* [Aim of the task]:
Where in the records does the word "ladder" appear? Copy each line that holds it.

--------------------------------------------------

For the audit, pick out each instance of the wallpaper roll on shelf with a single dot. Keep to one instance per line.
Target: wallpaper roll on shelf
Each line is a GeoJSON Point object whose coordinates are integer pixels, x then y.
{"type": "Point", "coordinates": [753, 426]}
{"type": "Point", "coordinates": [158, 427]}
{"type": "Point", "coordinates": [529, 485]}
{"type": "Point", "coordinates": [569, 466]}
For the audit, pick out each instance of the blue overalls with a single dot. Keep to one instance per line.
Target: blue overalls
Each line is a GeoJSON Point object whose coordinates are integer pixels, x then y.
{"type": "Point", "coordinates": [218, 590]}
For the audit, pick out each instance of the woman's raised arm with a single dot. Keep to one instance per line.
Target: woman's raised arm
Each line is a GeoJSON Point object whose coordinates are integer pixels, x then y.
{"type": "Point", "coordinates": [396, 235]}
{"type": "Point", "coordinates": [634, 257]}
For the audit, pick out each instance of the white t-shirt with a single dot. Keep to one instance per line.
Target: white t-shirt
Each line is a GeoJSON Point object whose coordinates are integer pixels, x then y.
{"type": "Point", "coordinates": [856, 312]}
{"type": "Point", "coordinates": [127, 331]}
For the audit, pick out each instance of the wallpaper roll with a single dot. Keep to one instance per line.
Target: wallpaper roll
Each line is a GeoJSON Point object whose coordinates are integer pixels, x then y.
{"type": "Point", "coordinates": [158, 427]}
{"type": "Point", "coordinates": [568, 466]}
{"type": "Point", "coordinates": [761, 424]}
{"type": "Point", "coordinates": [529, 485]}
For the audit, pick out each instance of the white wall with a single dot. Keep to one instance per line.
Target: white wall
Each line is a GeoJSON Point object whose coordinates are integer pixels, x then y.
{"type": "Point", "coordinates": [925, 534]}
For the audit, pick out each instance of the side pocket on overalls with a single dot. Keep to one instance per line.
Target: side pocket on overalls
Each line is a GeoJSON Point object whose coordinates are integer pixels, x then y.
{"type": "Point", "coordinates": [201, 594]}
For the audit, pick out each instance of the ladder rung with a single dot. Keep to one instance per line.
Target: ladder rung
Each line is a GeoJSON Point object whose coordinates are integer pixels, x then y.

--------------------------------------------------

* [Expected answer]:
For the audit, pick out each instance of the ladder rung with a single dot. Keep to one instance per line.
Target: ladder rung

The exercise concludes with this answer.